» **What you are asked to do**
In the entries below, take the lines from the one containing "Return the outline of every instance of the **sweatshirt" through the end, and write them out again with "whole pixels" switched to "integer pixels" and nothing else altered.

» **Task input**
-*-*-
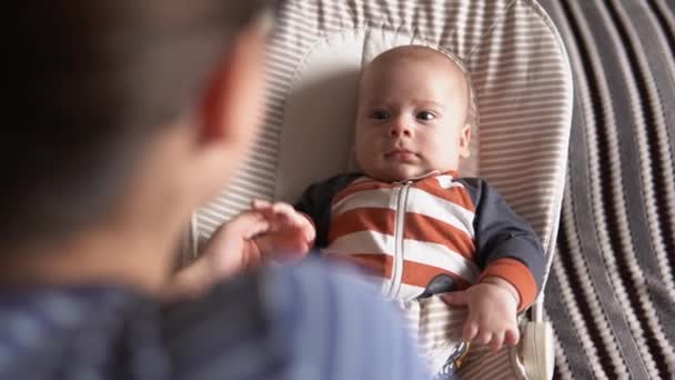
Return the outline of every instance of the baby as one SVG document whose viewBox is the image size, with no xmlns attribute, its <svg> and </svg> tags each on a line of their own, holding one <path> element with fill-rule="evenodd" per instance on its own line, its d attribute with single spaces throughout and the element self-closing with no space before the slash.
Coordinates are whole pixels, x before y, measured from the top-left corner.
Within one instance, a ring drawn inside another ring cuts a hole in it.
<svg viewBox="0 0 675 380">
<path fill-rule="evenodd" d="M 434 371 L 462 341 L 495 351 L 517 343 L 516 316 L 534 301 L 545 268 L 530 226 L 484 180 L 457 172 L 475 119 L 457 62 L 419 46 L 385 51 L 359 87 L 355 148 L 363 172 L 308 188 L 295 204 L 306 218 L 289 204 L 254 204 L 289 221 L 281 233 L 256 239 L 261 252 L 313 244 L 346 258 L 416 313 L 420 331 L 433 330 L 423 317 L 425 299 L 465 307 L 463 328 L 446 336 L 452 344 L 427 352 Z M 434 289 L 443 281 L 450 287 Z"/>
</svg>

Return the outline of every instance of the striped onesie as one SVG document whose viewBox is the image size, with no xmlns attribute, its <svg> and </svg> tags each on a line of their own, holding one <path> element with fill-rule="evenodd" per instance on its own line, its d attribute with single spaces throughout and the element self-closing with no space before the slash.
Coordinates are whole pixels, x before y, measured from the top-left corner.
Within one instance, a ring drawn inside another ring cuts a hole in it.
<svg viewBox="0 0 675 380">
<path fill-rule="evenodd" d="M 518 311 L 543 280 L 537 237 L 482 179 L 449 171 L 391 183 L 341 174 L 308 188 L 295 208 L 314 222 L 315 248 L 355 262 L 403 307 L 434 368 L 461 340 L 465 317 L 437 297 L 419 298 L 435 276 L 451 277 L 455 290 L 500 277 L 518 291 Z"/>
</svg>

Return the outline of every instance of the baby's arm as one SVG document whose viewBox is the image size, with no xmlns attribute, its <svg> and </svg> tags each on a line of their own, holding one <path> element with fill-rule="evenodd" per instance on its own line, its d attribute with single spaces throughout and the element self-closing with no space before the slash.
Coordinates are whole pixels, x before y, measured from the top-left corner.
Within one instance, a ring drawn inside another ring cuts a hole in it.
<svg viewBox="0 0 675 380">
<path fill-rule="evenodd" d="M 477 344 L 490 344 L 493 351 L 503 344 L 514 346 L 520 340 L 517 327 L 517 290 L 498 277 L 484 278 L 464 291 L 443 296 L 446 303 L 466 306 L 469 314 L 462 338 Z"/>
<path fill-rule="evenodd" d="M 464 338 L 497 350 L 518 341 L 517 313 L 525 310 L 541 288 L 545 254 L 538 238 L 504 199 L 480 179 L 464 186 L 475 204 L 477 284 L 447 297 L 451 304 L 469 307 Z"/>
</svg>

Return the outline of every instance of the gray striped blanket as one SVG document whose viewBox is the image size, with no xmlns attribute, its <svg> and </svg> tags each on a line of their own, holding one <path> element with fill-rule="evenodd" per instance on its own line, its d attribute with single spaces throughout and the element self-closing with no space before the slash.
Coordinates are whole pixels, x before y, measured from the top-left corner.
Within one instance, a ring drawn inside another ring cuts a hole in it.
<svg viewBox="0 0 675 380">
<path fill-rule="evenodd" d="M 675 378 L 675 1 L 541 2 L 575 80 L 555 378 Z"/>
</svg>

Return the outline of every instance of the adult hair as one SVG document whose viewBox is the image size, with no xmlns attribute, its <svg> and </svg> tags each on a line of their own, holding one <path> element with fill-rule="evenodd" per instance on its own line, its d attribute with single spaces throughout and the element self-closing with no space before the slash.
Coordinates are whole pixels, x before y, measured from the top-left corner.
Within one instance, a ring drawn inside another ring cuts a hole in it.
<svg viewBox="0 0 675 380">
<path fill-rule="evenodd" d="M 109 212 L 147 142 L 198 107 L 233 39 L 265 7 L 261 0 L 14 3 L 3 12 L 6 251 L 85 229 Z"/>
</svg>

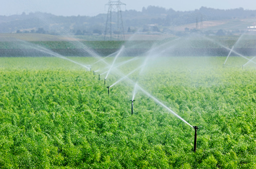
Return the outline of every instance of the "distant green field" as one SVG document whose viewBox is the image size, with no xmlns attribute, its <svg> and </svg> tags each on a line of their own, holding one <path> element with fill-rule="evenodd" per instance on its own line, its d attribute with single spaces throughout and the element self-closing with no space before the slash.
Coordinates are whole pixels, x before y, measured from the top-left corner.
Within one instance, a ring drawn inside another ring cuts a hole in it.
<svg viewBox="0 0 256 169">
<path fill-rule="evenodd" d="M 128 48 L 151 48 L 162 44 L 168 45 L 170 48 L 222 48 L 223 46 L 231 48 L 235 46 L 236 48 L 256 48 L 256 36 L 242 35 L 224 36 L 196 36 L 162 38 L 155 40 L 129 40 L 125 41 L 88 41 L 67 37 L 50 35 L 38 34 L 34 36 L 34 40 L 29 40 L 24 34 L 15 36 L 6 35 L 0 41 L 0 49 L 31 48 L 39 46 L 48 49 L 84 48 L 118 49 L 122 45 Z M 3 35 L 0 34 L 1 36 Z M 33 34 L 28 36 L 32 36 Z M 39 36 L 39 37 L 37 37 Z M 48 37 L 50 36 L 50 38 Z M 24 37 L 23 37 L 24 36 Z M 240 38 L 239 42 L 237 40 Z"/>
<path fill-rule="evenodd" d="M 158 57 L 128 77 L 93 58 L 0 58 L 0 168 L 254 168 L 256 69 L 241 57 Z M 117 65 L 132 58 L 122 57 Z M 106 62 L 111 64 L 114 58 Z M 140 57 L 118 69 L 124 74 Z M 194 130 L 152 97 L 199 127 Z"/>
</svg>

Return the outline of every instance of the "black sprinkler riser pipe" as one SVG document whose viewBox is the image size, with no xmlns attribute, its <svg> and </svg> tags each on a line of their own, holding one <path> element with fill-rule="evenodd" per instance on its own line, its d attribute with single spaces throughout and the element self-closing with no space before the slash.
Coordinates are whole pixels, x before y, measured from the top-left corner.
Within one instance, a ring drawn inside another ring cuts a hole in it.
<svg viewBox="0 0 256 169">
<path fill-rule="evenodd" d="M 194 152 L 196 152 L 197 150 L 197 130 L 198 129 L 198 127 L 197 126 L 193 126 L 194 128 L 195 129 L 195 138 L 194 140 Z"/>
<path fill-rule="evenodd" d="M 108 88 L 108 94 L 109 94 L 109 86 L 107 87 L 107 88 Z"/>
<path fill-rule="evenodd" d="M 132 102 L 132 115 L 133 114 L 133 102 L 135 100 L 130 100 Z"/>
</svg>

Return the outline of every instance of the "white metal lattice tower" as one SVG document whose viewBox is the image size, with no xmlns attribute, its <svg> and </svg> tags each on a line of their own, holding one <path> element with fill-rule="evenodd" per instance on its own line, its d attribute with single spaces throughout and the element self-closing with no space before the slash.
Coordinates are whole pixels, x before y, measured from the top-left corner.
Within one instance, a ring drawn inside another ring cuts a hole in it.
<svg viewBox="0 0 256 169">
<path fill-rule="evenodd" d="M 126 6 L 125 4 L 121 2 L 120 0 L 117 1 L 109 0 L 109 2 L 105 6 L 109 6 L 108 15 L 107 16 L 107 22 L 106 22 L 106 28 L 104 36 L 104 40 L 106 40 L 107 34 L 110 34 L 110 40 L 112 39 L 112 11 L 117 10 L 117 34 L 118 40 L 124 40 L 124 26 L 123 19 L 122 18 L 122 12 L 121 6 Z"/>
</svg>

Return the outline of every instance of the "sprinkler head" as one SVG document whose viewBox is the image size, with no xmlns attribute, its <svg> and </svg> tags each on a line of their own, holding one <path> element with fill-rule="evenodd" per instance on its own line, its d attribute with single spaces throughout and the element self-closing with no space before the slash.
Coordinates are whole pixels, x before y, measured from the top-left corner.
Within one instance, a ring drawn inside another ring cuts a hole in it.
<svg viewBox="0 0 256 169">
<path fill-rule="evenodd" d="M 108 88 L 108 93 L 109 96 L 109 86 L 107 86 L 107 88 Z"/>
<path fill-rule="evenodd" d="M 132 102 L 132 115 L 133 114 L 133 102 L 135 100 L 130 100 Z"/>
<path fill-rule="evenodd" d="M 195 128 L 195 138 L 194 140 L 194 152 L 196 152 L 197 150 L 197 130 L 198 129 L 198 127 L 197 126 L 193 126 L 194 128 Z"/>
</svg>

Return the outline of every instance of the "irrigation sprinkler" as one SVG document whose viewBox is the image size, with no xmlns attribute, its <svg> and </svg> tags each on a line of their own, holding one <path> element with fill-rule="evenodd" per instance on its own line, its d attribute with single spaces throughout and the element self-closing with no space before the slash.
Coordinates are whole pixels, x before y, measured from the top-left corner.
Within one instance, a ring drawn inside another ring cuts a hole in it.
<svg viewBox="0 0 256 169">
<path fill-rule="evenodd" d="M 194 152 L 196 152 L 197 150 L 197 130 L 198 129 L 197 126 L 193 126 L 195 128 L 195 139 L 194 140 Z"/>
<path fill-rule="evenodd" d="M 109 96 L 109 86 L 107 87 L 107 88 L 108 88 L 108 93 Z"/>
<path fill-rule="evenodd" d="M 130 100 L 132 102 L 132 115 L 133 114 L 133 102 L 135 100 Z"/>
</svg>

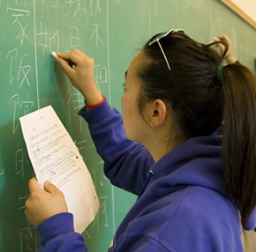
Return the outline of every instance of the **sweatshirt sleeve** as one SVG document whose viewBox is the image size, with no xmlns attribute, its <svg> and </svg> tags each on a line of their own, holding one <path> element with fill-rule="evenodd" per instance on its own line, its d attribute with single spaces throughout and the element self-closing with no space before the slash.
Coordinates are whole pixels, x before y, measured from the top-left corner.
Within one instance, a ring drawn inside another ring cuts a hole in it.
<svg viewBox="0 0 256 252">
<path fill-rule="evenodd" d="M 87 252 L 87 247 L 82 234 L 74 232 L 73 216 L 64 212 L 56 214 L 40 224 L 40 252 Z"/>
<path fill-rule="evenodd" d="M 79 115 L 88 122 L 92 138 L 104 160 L 104 171 L 112 184 L 139 195 L 154 163 L 146 147 L 127 139 L 121 113 L 107 100 Z"/>
</svg>

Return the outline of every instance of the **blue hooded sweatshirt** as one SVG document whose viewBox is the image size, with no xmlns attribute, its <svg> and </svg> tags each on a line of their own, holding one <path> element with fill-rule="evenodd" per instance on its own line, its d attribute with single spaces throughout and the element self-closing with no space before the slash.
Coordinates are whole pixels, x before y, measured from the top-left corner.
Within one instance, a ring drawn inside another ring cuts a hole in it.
-*-*-
» **Reply to the task**
Return the outline of every instance of the **sweatshirt sleeve** as one SVG document whose viewBox is the image size, with no xmlns attribute, its <svg> and </svg> tags each on a line of their own, holding one <path> element with fill-rule="evenodd" per instance on its own line, its d attribute with single spaces throughout and the element self-closing with no space before the slash.
Coordinates are integer pixels, x before y, measured from the top-left corner.
Within one instance, a ring drawn inside another ring cuts a hole in it.
<svg viewBox="0 0 256 252">
<path fill-rule="evenodd" d="M 87 252 L 87 247 L 82 234 L 74 232 L 73 216 L 64 212 L 56 214 L 40 224 L 40 252 Z"/>
<path fill-rule="evenodd" d="M 79 115 L 88 122 L 92 138 L 104 160 L 104 171 L 112 184 L 139 195 L 154 163 L 146 147 L 127 139 L 121 113 L 107 100 Z"/>
</svg>

Return the outline of every instance of the **blue hooded sweatshirt** as one SVG document whose viewBox is the image size, with no xmlns attribute, its <svg> and </svg> tags each on a line of their own, holding one <path> element with fill-rule="evenodd" per instance on its own line, its d attribute with single spaces throughout and the element self-closing with no space before the slash.
Coordinates are integer pixels, x before y, measured from the top-left corner.
Within one instance, a ring drawn inside another ring cuts a hole in it.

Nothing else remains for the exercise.